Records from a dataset
----------------------------------------

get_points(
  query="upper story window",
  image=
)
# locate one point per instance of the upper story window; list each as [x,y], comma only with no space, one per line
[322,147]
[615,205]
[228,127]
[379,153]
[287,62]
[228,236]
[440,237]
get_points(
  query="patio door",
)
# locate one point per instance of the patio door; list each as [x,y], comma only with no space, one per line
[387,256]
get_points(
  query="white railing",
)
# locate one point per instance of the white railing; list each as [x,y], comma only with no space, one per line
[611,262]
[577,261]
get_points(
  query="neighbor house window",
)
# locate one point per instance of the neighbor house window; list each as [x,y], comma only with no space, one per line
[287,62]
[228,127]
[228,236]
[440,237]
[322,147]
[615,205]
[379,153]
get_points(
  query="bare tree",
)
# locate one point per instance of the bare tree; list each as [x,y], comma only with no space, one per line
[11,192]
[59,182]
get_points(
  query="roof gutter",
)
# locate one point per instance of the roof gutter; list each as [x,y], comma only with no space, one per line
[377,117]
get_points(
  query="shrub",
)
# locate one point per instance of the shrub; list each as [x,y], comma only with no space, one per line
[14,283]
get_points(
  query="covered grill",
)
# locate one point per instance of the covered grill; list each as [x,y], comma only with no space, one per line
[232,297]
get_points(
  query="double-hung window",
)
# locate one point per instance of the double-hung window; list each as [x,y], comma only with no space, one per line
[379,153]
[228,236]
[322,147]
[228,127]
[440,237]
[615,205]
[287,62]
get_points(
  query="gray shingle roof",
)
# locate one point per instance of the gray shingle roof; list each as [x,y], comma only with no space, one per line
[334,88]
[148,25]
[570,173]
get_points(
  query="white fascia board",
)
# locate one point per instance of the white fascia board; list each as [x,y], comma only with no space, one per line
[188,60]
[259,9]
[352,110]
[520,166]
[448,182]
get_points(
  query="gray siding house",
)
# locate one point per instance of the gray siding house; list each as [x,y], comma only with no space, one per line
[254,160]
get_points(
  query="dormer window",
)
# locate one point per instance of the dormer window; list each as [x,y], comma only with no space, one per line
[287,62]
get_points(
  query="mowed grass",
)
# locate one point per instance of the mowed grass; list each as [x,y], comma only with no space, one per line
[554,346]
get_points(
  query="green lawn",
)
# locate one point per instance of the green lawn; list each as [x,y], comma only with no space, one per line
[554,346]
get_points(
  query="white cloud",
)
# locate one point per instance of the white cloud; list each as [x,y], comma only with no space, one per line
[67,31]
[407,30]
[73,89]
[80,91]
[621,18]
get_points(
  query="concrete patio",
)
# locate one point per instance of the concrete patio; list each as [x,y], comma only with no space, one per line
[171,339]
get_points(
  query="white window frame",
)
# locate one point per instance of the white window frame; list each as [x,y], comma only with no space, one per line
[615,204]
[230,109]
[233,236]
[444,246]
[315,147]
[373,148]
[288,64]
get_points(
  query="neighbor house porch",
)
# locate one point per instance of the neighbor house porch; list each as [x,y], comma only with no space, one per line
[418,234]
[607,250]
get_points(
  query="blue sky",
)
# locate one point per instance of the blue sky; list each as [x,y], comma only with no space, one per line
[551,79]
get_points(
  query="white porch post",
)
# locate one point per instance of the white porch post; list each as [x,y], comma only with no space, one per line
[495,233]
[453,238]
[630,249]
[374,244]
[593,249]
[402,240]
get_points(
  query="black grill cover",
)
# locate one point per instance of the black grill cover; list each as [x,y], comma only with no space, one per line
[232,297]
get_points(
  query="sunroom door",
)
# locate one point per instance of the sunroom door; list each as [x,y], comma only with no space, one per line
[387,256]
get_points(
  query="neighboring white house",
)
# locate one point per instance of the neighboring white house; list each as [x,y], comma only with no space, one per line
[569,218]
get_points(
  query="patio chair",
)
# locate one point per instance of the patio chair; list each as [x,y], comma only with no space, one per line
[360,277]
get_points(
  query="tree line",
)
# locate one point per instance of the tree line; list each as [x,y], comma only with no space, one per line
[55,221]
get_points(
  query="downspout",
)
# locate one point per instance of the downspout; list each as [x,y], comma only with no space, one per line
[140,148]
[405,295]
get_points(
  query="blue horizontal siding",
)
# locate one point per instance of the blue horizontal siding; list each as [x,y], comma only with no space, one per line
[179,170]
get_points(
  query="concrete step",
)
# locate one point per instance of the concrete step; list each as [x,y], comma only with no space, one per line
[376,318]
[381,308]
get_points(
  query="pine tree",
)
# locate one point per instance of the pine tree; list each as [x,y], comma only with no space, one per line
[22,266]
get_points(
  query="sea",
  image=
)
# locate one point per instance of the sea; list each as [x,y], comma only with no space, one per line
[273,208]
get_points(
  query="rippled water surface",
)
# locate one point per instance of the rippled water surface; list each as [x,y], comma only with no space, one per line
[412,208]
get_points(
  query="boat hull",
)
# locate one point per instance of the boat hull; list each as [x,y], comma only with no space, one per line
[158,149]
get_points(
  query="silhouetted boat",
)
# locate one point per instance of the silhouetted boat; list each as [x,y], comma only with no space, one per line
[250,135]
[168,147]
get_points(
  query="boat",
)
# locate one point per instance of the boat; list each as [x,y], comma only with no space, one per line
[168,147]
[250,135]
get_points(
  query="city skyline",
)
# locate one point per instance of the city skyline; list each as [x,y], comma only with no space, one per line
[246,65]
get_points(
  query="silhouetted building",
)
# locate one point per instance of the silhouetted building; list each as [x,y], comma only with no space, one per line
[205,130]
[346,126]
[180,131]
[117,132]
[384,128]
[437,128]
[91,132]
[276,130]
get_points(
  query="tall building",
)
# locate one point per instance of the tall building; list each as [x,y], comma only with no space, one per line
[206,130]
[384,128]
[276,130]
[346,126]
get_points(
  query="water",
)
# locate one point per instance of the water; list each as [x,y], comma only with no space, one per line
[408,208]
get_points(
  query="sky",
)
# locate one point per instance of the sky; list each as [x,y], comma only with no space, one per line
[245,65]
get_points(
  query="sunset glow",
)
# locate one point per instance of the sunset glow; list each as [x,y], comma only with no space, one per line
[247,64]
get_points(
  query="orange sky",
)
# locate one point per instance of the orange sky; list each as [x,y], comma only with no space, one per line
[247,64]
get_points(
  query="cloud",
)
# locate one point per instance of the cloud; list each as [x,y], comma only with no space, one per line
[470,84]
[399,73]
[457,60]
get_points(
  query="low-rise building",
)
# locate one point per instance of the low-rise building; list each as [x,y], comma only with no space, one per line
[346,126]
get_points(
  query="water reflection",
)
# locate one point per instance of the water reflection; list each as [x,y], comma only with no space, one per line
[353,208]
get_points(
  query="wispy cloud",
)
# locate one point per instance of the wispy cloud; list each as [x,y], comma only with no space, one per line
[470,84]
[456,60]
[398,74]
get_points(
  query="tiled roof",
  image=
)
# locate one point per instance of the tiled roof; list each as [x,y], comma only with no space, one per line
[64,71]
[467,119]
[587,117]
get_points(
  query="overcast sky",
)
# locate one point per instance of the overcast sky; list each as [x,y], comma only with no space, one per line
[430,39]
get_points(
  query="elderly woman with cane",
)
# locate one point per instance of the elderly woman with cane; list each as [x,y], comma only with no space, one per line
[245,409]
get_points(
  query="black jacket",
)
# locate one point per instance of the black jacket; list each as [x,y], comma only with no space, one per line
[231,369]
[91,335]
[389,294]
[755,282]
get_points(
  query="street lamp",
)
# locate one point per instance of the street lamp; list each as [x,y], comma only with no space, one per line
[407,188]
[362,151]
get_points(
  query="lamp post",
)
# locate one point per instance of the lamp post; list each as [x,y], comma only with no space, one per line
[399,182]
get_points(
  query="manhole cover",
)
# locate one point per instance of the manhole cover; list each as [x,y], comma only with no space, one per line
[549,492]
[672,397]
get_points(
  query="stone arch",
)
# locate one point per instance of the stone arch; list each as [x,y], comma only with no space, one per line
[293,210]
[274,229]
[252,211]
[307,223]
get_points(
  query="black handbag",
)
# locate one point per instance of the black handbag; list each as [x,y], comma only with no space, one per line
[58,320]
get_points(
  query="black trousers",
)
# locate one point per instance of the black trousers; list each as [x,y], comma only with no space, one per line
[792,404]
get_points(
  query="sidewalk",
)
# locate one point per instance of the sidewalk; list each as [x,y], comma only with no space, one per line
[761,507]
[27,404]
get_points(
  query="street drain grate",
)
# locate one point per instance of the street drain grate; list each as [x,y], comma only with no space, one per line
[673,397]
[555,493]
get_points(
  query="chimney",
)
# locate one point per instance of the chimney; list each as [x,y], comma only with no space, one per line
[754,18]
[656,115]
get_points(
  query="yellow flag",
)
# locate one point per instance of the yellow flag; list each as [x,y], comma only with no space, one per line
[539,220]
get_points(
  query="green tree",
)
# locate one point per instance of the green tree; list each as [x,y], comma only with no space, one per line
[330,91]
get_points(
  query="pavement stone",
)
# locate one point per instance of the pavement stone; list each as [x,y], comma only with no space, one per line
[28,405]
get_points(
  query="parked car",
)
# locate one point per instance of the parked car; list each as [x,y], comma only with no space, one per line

----------------------------------------

> **WORK TASK**
When a line among the entries above contains "parked", copy it.

> **SOLUTION FOR THIS EXERCISE**
  query="parked car",
# locate one point per instance of the parked car; list each as [x,y], comma only with no space, one per line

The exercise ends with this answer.